▸ **Assigned task**
Down to the last line, repeat the entries exactly and drop any image.

▸ **Available records**
*** Block opens ***

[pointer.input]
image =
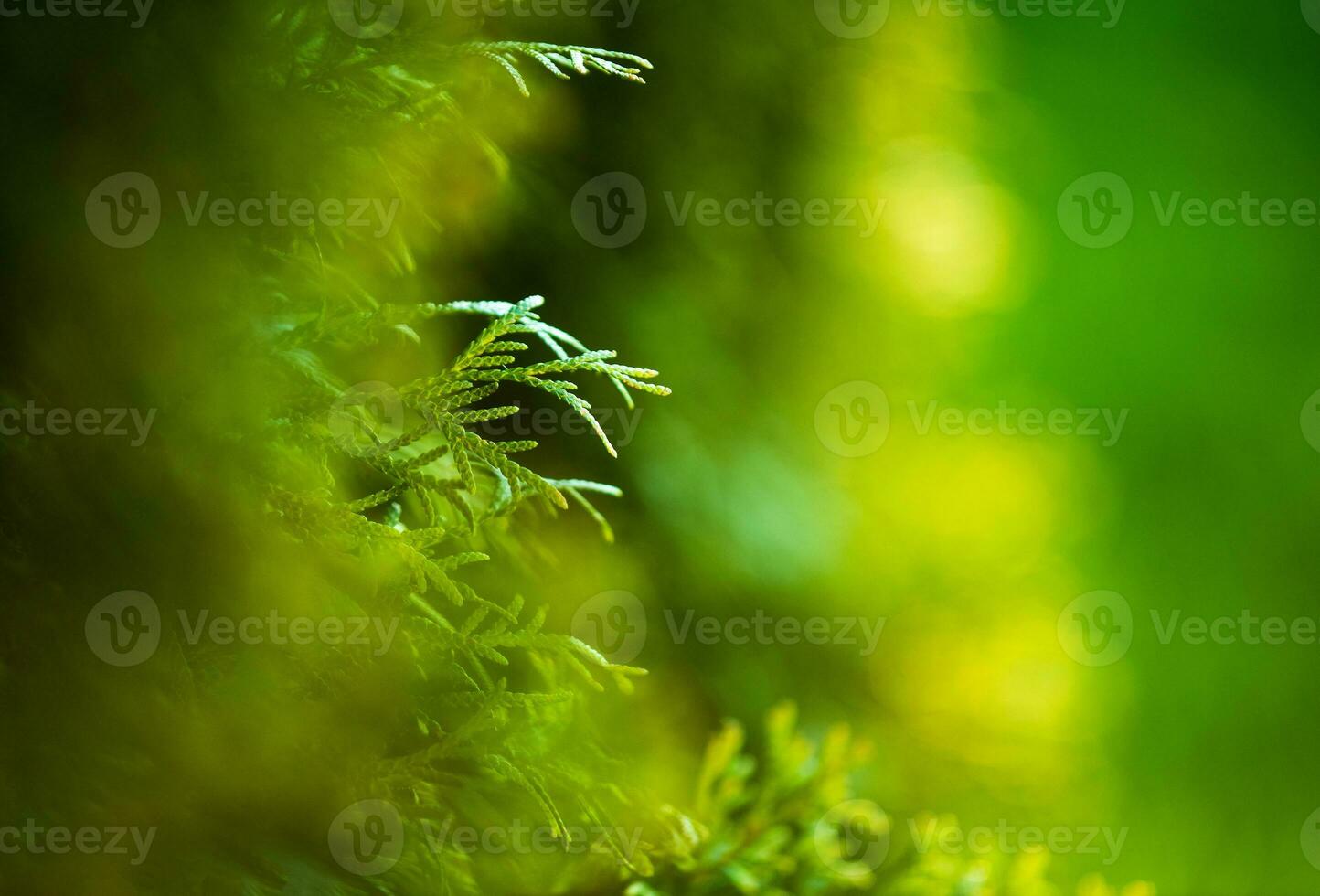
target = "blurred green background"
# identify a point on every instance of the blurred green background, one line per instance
(971, 293)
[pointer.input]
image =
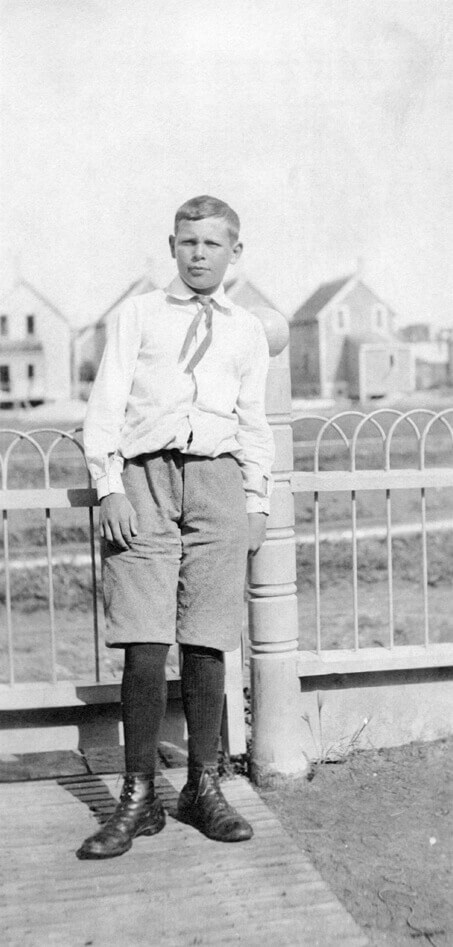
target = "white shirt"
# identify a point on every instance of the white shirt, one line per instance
(143, 400)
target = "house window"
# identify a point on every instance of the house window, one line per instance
(342, 319)
(5, 378)
(380, 318)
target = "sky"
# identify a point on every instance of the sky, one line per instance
(326, 124)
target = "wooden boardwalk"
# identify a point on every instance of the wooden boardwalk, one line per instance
(177, 889)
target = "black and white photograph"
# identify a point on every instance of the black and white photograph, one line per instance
(226, 465)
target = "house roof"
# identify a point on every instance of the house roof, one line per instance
(137, 288)
(243, 292)
(318, 300)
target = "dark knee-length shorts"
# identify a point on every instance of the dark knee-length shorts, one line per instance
(183, 577)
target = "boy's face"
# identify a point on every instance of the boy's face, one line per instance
(203, 249)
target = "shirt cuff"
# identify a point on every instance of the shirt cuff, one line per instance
(109, 483)
(256, 504)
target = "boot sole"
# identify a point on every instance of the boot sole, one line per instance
(98, 856)
(214, 838)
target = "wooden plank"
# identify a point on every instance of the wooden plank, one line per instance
(44, 694)
(263, 892)
(48, 498)
(402, 658)
(333, 481)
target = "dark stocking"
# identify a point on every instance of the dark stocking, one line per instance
(143, 698)
(202, 686)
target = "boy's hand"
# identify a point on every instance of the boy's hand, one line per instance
(257, 531)
(118, 520)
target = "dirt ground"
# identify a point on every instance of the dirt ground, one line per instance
(379, 828)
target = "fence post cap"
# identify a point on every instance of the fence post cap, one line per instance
(275, 326)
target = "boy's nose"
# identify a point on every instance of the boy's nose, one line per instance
(198, 252)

*** Block closes ***

▸ **Task answer**
[pointer.input]
image =
target = "blurred green background"
# identify a point on every instance of the blurred green background, one line per instance
(971, 293)
[pointer.input]
image =
target = "white shirt"
# identify a point on every instance of the white shirt, one line per instance
(143, 400)
target = "house window"
# identify a point on every instance of the house window, one line per instance
(342, 319)
(5, 378)
(380, 318)
target = "sky"
# identify a point on every instance of the sky, one line per instance
(326, 124)
target = "wooden boardwalk"
# identify a point on every instance of the wooden boardwalk, one line per instance
(177, 889)
target = "black and white photograph"
# identify a point on every instance of the black and white photograph, one line per instance
(226, 465)
target = "house roof"
# identify a point on every instance of the house roof, one line per instance
(137, 288)
(243, 292)
(318, 300)
target = "dark knee-length shorts"
# identify a point on every instance of the dark knee-length shorts, one line per instance
(183, 577)
target = "boy's face"
# identify a point on every instance of the boy's face, one line per instance
(203, 249)
target = "shirt cuff"
# identify a point on every instance of the shirt cuff, one line per instance
(109, 483)
(256, 504)
target = "boot sole"
# identify a point on every instance of the boot sole, one line per instance
(98, 856)
(214, 838)
target = "wooden plank"
# identify a point on every instance of the wooden plank, one line per instance
(44, 694)
(263, 892)
(48, 498)
(402, 658)
(333, 481)
target = "dark stocking"
# identify a point on every instance of the dark stocking, one line per instance
(143, 698)
(202, 686)
target = "boy's hand"
# identify a point on every instance of the boy's hand, one line per instance
(257, 531)
(118, 520)
target = "dirt ground"
# identify a point on every instance of the dirt ground, one line per instance
(379, 828)
target = "fence post cap"
# identify a point on every instance of the fence post cap, one line per instance
(275, 326)
target = "boy's nose"
# identify a point on every instance of the boy's nose, one line per instance
(198, 252)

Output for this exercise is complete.